-- START Records supplied --

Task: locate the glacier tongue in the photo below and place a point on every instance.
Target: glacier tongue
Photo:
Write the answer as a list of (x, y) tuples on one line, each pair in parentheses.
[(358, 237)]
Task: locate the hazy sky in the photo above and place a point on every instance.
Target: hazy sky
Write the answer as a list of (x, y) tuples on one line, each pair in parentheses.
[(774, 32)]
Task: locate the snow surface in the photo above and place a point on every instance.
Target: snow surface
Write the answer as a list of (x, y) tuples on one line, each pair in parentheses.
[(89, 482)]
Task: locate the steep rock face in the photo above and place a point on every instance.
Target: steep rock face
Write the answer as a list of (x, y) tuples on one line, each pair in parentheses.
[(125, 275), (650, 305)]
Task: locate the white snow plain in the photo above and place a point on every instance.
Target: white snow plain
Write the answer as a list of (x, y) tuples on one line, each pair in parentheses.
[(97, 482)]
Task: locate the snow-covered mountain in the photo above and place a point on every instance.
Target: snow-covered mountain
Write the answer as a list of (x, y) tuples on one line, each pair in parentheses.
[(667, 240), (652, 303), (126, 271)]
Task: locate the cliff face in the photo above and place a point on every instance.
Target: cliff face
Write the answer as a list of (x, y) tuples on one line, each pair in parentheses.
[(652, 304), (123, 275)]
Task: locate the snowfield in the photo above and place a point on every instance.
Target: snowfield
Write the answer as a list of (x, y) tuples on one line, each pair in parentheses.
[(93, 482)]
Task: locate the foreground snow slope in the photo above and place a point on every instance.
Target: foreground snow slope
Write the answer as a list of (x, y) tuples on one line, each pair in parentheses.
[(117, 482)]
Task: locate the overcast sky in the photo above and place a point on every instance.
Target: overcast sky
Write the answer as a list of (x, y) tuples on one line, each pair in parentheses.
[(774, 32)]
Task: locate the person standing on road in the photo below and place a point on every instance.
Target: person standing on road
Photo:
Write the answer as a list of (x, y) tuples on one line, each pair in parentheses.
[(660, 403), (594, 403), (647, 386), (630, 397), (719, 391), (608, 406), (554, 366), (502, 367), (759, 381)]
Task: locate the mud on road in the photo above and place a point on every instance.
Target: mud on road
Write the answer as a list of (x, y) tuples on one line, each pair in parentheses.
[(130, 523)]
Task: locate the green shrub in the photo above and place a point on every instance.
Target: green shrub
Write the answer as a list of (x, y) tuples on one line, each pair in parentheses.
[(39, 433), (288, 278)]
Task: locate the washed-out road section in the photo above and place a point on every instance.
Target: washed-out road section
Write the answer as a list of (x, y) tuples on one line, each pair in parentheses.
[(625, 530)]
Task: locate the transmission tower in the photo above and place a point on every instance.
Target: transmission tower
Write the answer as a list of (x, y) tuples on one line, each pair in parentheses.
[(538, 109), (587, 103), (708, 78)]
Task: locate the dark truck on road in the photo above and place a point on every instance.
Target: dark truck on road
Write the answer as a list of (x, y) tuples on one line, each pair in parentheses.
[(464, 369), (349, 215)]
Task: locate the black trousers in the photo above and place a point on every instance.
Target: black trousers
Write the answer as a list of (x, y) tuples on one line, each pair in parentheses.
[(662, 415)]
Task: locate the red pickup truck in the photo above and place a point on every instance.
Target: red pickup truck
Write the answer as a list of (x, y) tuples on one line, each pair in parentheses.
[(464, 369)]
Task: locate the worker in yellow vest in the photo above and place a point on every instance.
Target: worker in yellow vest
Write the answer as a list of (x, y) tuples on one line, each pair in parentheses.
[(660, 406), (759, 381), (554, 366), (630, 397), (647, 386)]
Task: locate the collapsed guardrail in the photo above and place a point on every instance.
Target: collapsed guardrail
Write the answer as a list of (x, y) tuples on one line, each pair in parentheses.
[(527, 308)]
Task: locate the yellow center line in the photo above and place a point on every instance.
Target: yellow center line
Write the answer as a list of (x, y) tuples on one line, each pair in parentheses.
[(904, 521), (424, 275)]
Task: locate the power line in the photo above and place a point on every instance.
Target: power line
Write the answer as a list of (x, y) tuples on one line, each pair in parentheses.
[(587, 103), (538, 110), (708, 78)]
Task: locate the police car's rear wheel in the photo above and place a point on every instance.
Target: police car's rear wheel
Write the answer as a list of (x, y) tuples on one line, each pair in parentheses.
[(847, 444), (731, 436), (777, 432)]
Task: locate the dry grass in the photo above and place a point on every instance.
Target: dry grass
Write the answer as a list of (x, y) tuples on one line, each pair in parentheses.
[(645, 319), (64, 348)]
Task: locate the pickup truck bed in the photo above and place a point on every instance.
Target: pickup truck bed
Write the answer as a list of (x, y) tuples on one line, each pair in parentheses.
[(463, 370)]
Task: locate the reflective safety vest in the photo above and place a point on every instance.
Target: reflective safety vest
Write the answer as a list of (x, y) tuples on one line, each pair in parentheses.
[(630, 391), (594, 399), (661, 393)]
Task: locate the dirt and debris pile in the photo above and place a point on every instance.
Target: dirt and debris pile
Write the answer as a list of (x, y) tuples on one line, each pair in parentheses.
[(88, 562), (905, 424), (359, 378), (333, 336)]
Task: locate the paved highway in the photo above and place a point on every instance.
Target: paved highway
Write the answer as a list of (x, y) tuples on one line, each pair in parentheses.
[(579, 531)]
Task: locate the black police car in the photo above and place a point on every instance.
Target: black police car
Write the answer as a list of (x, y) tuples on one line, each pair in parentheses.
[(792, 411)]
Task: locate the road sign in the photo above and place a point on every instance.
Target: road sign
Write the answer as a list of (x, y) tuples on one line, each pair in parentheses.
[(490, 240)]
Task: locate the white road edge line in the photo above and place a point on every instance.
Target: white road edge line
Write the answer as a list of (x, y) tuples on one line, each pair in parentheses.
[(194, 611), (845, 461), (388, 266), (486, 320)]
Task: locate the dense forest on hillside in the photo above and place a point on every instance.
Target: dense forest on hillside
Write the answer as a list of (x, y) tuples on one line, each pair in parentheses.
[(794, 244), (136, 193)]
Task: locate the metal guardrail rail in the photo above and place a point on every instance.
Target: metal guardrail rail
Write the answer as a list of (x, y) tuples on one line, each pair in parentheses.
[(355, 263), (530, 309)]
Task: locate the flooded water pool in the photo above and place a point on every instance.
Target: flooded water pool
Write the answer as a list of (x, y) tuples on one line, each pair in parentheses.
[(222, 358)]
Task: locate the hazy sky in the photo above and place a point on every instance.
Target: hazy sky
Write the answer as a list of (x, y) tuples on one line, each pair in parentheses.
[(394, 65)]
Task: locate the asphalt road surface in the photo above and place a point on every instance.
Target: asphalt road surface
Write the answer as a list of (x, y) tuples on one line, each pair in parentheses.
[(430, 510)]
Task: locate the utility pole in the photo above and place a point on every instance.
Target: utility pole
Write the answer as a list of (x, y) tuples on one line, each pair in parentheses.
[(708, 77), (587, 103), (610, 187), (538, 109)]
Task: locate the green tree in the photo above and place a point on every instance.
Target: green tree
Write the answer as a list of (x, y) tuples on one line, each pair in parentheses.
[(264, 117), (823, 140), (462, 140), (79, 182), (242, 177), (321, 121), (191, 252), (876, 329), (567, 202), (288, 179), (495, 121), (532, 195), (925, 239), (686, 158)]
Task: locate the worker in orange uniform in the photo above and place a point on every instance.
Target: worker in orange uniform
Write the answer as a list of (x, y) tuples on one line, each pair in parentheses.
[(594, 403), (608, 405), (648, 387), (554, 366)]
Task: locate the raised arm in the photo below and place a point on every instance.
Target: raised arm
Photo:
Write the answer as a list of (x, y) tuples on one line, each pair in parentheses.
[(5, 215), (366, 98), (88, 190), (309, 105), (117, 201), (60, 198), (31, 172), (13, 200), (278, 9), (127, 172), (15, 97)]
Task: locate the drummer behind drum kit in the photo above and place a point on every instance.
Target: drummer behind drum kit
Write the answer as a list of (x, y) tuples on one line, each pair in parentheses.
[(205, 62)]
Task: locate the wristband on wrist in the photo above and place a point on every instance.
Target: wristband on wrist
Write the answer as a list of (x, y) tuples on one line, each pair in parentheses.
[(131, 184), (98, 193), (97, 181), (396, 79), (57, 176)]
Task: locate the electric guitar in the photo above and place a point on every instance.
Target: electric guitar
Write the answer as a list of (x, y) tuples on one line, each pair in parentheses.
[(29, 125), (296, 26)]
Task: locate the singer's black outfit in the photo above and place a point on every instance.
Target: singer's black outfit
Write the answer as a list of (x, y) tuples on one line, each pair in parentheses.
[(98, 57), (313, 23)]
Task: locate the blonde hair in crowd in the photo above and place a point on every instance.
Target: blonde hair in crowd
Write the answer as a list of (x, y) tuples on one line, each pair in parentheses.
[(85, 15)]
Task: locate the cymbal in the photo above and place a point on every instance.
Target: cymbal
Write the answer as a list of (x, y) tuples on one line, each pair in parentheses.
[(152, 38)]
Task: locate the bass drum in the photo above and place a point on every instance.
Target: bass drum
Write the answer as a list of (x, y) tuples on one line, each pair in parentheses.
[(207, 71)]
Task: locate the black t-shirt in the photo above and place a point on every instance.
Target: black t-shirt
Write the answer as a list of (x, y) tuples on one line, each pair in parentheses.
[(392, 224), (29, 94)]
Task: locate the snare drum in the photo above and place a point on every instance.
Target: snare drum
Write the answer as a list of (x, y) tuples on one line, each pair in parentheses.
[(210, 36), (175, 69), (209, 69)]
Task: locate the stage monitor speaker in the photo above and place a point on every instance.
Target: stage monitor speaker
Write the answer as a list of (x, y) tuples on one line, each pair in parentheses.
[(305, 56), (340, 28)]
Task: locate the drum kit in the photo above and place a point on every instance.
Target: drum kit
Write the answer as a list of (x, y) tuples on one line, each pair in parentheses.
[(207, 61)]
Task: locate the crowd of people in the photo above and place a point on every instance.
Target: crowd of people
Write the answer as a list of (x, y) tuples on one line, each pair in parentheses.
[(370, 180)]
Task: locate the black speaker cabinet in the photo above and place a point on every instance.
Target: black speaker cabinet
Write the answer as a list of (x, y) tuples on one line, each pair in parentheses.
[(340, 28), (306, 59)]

-- END Records supplied --

Task requirements:
Only those lines running from the one containing "Task: locate the snare" through the last line of the data above are to be copied, exactly, with both ends included.

Solution:
Task: locate the snare drum in the photo above and place a point on every instance.
Target: snare drum
Write the answer as a list of (x, y) tuples on one line, each pair in parentheses.
[(210, 36), (175, 69), (209, 69)]
Task: locate the stage monitor speaker in the photo above and place a point on every instance.
Target: stage monitor speaker
Write the answer as a list of (x, y) tuples on one line, each pair in parentheses.
[(305, 56), (340, 28)]
Task: locate the drum kit in the photo above and place a point on every instance.
Target: drum kit
Write the answer as a list of (x, y) tuples on one line, each pair in parentheses.
[(207, 61)]
Task: locate the crowd of people in the photo above and place a point on every instance.
Target: crowd of people
Write the answer as a list of (x, y) tuples on one line, each pair in parentheses.
[(370, 180)]
Task: locate the black speaker cabinet in the photo above and place a point on every instance.
Target: black speaker cabinet
Write the answer as a list of (x, y) tuples on one line, each pair in parentheses.
[(340, 28), (306, 59)]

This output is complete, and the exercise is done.